WHAT THE TASK REQUIRES:
In the records below, copy the line that contains "Target: car windshield" and each line after it, word for word, through the last.

EXTRACTED DATA:
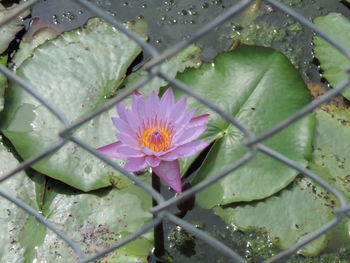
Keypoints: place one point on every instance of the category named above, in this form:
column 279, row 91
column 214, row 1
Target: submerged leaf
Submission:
column 332, row 61
column 9, row 31
column 287, row 217
column 3, row 83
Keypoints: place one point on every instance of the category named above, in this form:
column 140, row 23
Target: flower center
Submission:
column 156, row 138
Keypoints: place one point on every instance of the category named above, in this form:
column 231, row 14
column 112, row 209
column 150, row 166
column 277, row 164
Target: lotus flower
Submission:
column 156, row 133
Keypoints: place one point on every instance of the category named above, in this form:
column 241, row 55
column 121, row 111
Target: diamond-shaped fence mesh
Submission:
column 254, row 143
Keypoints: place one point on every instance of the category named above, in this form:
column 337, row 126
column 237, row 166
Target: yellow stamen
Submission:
column 155, row 135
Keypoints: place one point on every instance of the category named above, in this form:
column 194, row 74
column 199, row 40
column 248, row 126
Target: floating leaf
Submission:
column 286, row 217
column 260, row 88
column 12, row 218
column 80, row 79
column 73, row 72
column 332, row 61
column 95, row 221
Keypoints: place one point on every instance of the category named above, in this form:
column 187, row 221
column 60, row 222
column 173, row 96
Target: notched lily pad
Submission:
column 287, row 217
column 250, row 83
column 332, row 61
column 73, row 72
column 95, row 221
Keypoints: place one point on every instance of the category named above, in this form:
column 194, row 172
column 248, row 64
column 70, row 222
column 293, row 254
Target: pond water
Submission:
column 171, row 21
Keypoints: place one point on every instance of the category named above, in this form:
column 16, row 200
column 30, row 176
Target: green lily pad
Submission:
column 331, row 151
column 332, row 61
column 26, row 122
column 12, row 218
column 73, row 72
column 3, row 83
column 260, row 88
column 9, row 31
column 95, row 221
column 30, row 42
column 286, row 217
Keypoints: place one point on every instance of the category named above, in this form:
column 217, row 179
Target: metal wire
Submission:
column 153, row 68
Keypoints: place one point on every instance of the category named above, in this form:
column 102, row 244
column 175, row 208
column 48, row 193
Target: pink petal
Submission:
column 122, row 126
column 121, row 111
column 198, row 121
column 167, row 102
column 178, row 109
column 135, row 164
column 185, row 150
column 127, row 140
column 152, row 161
column 189, row 135
column 182, row 122
column 169, row 172
column 130, row 152
column 153, row 103
column 141, row 108
column 132, row 119
column 168, row 98
column 136, row 98
column 110, row 150
column 149, row 152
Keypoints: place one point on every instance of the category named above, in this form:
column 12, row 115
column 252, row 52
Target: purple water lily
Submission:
column 156, row 133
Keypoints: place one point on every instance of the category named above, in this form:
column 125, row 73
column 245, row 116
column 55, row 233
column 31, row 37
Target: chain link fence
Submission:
column 253, row 142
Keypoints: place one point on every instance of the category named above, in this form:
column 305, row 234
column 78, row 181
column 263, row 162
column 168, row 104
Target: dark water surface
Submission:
column 172, row 21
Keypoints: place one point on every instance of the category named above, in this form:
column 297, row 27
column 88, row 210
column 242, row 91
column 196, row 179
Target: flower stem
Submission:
column 158, row 230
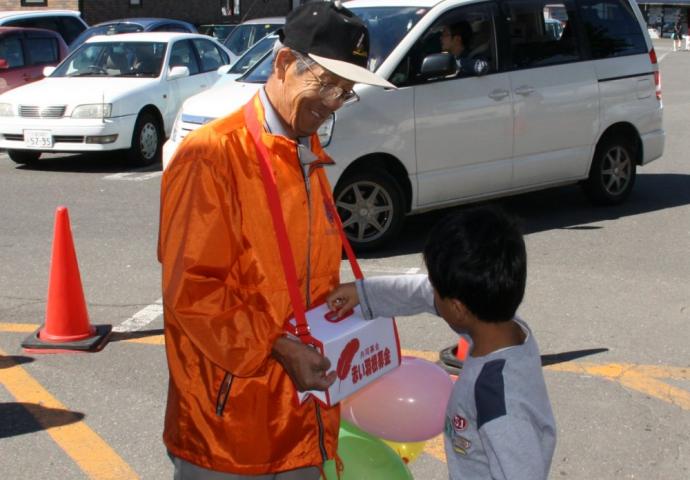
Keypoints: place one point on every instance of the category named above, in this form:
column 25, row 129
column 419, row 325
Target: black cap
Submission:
column 333, row 37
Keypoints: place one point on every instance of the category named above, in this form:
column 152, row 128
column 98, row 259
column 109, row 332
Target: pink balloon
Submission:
column 405, row 405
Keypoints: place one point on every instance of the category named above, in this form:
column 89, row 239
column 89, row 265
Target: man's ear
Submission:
column 282, row 62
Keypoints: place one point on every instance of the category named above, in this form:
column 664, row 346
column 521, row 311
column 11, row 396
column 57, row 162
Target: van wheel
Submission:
column 370, row 204
column 24, row 157
column 612, row 175
column 147, row 141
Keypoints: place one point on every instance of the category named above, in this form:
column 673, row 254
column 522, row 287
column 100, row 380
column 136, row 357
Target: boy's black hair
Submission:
column 478, row 256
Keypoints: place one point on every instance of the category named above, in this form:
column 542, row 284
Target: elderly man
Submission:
column 231, row 410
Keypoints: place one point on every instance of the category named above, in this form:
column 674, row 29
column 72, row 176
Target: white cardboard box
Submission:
column 360, row 351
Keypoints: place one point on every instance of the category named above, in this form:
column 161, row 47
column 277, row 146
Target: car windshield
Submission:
column 253, row 55
column 114, row 59
column 109, row 29
column 387, row 26
column 245, row 35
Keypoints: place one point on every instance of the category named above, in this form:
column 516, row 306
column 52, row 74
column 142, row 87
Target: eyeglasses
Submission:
column 331, row 94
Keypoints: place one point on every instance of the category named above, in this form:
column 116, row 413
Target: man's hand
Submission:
column 343, row 299
column 307, row 368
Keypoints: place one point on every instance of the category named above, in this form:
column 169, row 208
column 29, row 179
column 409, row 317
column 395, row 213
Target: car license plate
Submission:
column 38, row 138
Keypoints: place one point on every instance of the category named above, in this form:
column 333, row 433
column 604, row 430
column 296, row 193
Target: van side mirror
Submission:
column 438, row 65
column 223, row 69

RESPONSE TO THE TASK:
Target: car windshield
Submission:
column 253, row 55
column 114, row 59
column 109, row 29
column 387, row 26
column 245, row 35
Keypoints: place one point on every instance of the category named above, in this form:
column 516, row 306
column 52, row 74
column 142, row 87
Target: eyeglasses
Submission:
column 331, row 94
Keypoints: place one point on every instance of the category named above, in this form:
column 116, row 413
Target: man's hand
Submission:
column 343, row 299
column 307, row 368
Keypoints: place one point on every instance of the category named above, in this form:
column 169, row 208
column 29, row 179
column 409, row 317
column 395, row 213
Target: car license plate
Submission:
column 38, row 138
Keypoints: place one point on every instance of the category named above, in this form:
column 333, row 433
column 604, row 430
column 296, row 193
Target: van side mirror
Submission:
column 438, row 65
column 223, row 69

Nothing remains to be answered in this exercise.